::: Vorgegebener Text :::

Grundsätzlich kann eine psychische Erkrankung jede Person treffen. Es gibt aber Faktoren, die das Risiko erhöhen. Dazu gehören frühere psychische Erkrankungen, genetische Veranlagung, Komplikationen während der Schwangerschaft, der Geburt oder im Wochenbett. Aber auch fehlende Unterstützung und soziale Isolation sowie schwierige und unerwartete Lebensereignisse können eine postpartale Depression begünstigen. Auch eine zu hohe Erwartungshaltung an sich selbst, idealisierte Vorstellungen an das Muttersein und perfektionistisches Verhalten können Risikofaktoren sein. Zuletzt sind auch Schlafmangel und Erschöpfung nicht zu unterschätzen.
Können auch Väter betroffen sein?
Ja. Und zwar häufiger als gedacht. Rund zehn Prozent sind betroffen. Risikofaktoren sind unter anderem eine vorherige Depression, Paarkonflikte, die soziale Stellung, belastende Umstände wie zum Beispiel Armut oder Arbeitslosigkeit, zu hohe Erwartungen an die eigene Vaterrolle oder Schwierigkeiten beim Aufbau einer befriedigenden Beziehung zum Kind. Der grösste Risikofaktor scheint aber die Erkrankung der eigenen Partnerin zu sein. Eine Literaturstudie der Hochschule Luzern im Auftrag von «Postpartale Depression Schweiz» zeigt, dass zwischen 24 und 50 Prozent der Männer, deren Frauen an einer PPD leiden, selbst eine solche entwickeln. Insofern könnte man von einer «depressiven Ansteckung» zwischen den Eltern sprechen. Meist sind Väter etwas später betroffen und zeigen andere Symptome oder Fluchtstrategien, wie exzessiven Sport oder vermehrten Alkoholkonsum.
Was sind typische Symptome bei den Müttern?

:::

# [Aufgabenstellung]
Entnimm dem Text über postpartale Depression wörtlich die Stelle, die bei den Worten „Grundsätzlich kann eine“ beginnt und nach den Worten „Väter betroffen sein?“ endet.

::: Datenteil :::

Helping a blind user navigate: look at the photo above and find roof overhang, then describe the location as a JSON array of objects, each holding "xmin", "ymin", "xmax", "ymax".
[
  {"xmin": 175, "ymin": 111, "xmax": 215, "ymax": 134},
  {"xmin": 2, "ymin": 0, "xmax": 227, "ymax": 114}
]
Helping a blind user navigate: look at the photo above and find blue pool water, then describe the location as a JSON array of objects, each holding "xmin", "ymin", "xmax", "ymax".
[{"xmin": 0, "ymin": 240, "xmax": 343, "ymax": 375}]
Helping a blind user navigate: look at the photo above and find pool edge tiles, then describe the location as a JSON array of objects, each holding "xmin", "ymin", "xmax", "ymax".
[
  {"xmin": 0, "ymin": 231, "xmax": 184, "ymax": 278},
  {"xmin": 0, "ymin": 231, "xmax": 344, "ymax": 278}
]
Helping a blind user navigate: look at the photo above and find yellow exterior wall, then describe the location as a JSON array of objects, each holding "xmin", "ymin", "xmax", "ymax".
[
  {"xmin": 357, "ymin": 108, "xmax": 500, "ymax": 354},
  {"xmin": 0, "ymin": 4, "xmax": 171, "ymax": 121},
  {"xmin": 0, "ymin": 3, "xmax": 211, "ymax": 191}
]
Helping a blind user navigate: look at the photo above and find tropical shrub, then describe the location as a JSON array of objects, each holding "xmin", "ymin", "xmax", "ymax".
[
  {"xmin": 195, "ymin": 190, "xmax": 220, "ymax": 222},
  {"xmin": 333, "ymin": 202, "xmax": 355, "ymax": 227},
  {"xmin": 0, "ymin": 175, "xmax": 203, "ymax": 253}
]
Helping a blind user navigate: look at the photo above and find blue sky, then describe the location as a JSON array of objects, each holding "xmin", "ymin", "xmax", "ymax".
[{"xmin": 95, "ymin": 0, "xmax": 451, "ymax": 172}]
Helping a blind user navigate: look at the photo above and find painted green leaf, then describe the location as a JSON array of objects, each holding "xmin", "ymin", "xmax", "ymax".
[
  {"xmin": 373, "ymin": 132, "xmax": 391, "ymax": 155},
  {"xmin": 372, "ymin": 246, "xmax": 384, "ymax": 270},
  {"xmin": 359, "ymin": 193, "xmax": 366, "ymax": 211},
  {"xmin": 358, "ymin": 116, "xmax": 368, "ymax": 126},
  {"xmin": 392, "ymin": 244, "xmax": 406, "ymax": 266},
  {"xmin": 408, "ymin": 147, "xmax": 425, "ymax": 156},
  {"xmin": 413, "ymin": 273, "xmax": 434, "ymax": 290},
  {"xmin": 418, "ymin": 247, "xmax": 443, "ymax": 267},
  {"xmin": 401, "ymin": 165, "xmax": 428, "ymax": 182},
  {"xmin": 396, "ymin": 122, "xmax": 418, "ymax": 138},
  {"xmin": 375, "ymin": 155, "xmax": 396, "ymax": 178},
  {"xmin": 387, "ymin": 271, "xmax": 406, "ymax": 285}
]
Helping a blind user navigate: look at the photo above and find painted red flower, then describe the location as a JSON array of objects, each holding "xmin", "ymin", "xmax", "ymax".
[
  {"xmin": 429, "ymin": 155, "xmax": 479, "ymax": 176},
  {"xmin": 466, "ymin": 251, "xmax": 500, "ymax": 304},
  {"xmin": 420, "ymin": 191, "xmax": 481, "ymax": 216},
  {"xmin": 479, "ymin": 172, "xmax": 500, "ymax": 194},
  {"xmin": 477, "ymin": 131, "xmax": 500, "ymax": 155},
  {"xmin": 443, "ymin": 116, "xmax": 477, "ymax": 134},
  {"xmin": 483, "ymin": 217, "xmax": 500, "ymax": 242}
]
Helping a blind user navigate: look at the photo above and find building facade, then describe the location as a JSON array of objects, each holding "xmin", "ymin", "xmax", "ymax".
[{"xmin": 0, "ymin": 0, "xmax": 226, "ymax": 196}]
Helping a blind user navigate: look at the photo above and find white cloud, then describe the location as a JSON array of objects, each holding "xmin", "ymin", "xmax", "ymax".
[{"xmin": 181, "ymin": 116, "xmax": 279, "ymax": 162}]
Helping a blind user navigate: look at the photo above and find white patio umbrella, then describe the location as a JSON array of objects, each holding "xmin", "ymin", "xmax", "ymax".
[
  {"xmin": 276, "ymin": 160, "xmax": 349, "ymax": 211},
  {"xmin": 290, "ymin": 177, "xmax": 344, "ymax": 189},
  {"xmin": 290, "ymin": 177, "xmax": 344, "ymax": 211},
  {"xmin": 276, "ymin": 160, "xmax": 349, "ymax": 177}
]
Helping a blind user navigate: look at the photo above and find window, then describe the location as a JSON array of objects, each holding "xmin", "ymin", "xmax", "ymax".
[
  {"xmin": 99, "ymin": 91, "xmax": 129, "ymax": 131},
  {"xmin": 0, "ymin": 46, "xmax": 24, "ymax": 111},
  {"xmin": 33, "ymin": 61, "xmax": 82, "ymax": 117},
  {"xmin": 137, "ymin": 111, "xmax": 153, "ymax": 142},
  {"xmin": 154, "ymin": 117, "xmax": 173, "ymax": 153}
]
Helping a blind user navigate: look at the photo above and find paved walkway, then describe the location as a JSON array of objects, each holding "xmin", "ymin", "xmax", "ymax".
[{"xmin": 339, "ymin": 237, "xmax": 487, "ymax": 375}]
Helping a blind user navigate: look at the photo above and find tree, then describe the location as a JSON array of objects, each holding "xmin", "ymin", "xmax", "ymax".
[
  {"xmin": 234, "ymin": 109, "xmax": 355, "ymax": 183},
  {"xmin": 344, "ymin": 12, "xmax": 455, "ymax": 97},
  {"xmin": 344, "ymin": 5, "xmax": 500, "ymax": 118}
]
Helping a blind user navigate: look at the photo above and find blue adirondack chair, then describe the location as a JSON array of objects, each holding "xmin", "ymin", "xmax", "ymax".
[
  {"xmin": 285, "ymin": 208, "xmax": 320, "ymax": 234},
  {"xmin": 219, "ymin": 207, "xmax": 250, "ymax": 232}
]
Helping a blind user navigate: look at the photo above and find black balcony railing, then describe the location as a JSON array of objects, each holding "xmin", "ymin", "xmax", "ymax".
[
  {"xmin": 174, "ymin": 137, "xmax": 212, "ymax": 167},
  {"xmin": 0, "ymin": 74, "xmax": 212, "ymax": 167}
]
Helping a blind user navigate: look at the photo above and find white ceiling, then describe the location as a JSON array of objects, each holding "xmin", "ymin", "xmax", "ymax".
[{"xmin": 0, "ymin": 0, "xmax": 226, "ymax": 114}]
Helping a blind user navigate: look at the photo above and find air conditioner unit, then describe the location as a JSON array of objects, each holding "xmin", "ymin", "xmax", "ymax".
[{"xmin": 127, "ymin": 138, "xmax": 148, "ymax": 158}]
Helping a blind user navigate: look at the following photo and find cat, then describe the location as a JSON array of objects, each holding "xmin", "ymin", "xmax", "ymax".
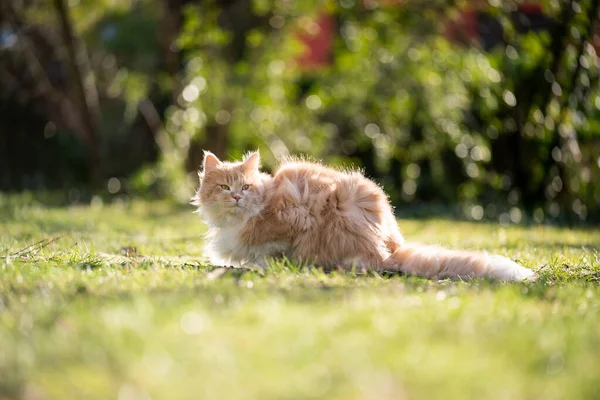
[{"xmin": 192, "ymin": 151, "xmax": 535, "ymax": 281}]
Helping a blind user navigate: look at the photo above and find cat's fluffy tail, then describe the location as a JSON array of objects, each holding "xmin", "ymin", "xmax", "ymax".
[{"xmin": 383, "ymin": 243, "xmax": 536, "ymax": 281}]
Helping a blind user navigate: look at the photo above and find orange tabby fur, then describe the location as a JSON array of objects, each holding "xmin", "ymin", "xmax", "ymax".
[{"xmin": 193, "ymin": 152, "xmax": 534, "ymax": 280}]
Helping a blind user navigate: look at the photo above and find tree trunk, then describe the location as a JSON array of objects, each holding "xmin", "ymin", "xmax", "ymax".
[{"xmin": 54, "ymin": 0, "xmax": 101, "ymax": 183}]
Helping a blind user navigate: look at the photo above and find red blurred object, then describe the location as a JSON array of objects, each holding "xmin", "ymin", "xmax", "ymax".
[
  {"xmin": 444, "ymin": 9, "xmax": 479, "ymax": 44},
  {"xmin": 296, "ymin": 14, "xmax": 335, "ymax": 70}
]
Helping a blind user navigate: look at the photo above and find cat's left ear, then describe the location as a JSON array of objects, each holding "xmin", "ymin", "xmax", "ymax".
[{"xmin": 242, "ymin": 151, "xmax": 260, "ymax": 172}]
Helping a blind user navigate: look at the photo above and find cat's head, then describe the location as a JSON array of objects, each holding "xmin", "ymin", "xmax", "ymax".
[{"xmin": 192, "ymin": 151, "xmax": 267, "ymax": 226}]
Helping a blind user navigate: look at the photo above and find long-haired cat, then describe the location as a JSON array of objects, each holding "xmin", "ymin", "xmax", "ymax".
[{"xmin": 192, "ymin": 152, "xmax": 535, "ymax": 280}]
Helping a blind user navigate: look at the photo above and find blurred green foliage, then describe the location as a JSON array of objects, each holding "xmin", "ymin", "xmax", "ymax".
[{"xmin": 0, "ymin": 0, "xmax": 600, "ymax": 224}]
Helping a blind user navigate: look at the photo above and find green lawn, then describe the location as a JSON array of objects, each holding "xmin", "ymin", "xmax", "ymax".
[{"xmin": 0, "ymin": 196, "xmax": 600, "ymax": 400}]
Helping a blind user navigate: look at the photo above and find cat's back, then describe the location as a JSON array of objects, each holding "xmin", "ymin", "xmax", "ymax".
[{"xmin": 274, "ymin": 160, "xmax": 347, "ymax": 194}]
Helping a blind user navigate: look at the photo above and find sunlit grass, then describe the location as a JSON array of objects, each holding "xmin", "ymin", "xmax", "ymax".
[{"xmin": 0, "ymin": 198, "xmax": 600, "ymax": 400}]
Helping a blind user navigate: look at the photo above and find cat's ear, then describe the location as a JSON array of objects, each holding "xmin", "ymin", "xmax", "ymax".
[
  {"xmin": 202, "ymin": 150, "xmax": 221, "ymax": 173},
  {"xmin": 242, "ymin": 151, "xmax": 260, "ymax": 172}
]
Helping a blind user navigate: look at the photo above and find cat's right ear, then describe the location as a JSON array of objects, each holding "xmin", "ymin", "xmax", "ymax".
[{"xmin": 202, "ymin": 150, "xmax": 221, "ymax": 173}]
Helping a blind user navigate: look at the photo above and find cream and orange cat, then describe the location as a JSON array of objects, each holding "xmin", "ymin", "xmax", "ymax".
[{"xmin": 192, "ymin": 152, "xmax": 535, "ymax": 280}]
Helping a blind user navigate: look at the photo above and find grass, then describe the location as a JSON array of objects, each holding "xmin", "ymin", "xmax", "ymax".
[{"xmin": 0, "ymin": 196, "xmax": 600, "ymax": 400}]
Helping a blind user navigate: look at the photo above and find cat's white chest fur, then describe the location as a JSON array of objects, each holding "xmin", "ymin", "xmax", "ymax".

:::

# [Musterlösung]
Grundsätzlich kann eine psychische Erkrankung jede Person treffen. Es gibt aber Faktoren, die das Risiko erhöhen. Dazu gehören frühere psychische Erkrankungen, genetische Veranlagung, Komplikationen während der Schwangerschaft, der Geburt oder im Wochenbett. Aber auch fehlende Unterstützung und soziale Isolation sowie schwierige und unerwartete Lebensereignisse können eine postpartale Depression begünstigen. Auch eine zu hohe Erwartungshaltung an sich selbst, idealisierte Vorstellungen an das Muttersein und perfektionistisches Verhalten können Risikofaktoren sein. Zuletzt sind auch Schlafmangel und Erschöpfung nicht zu unterschätzen.
Können auch Väter betroffen sein?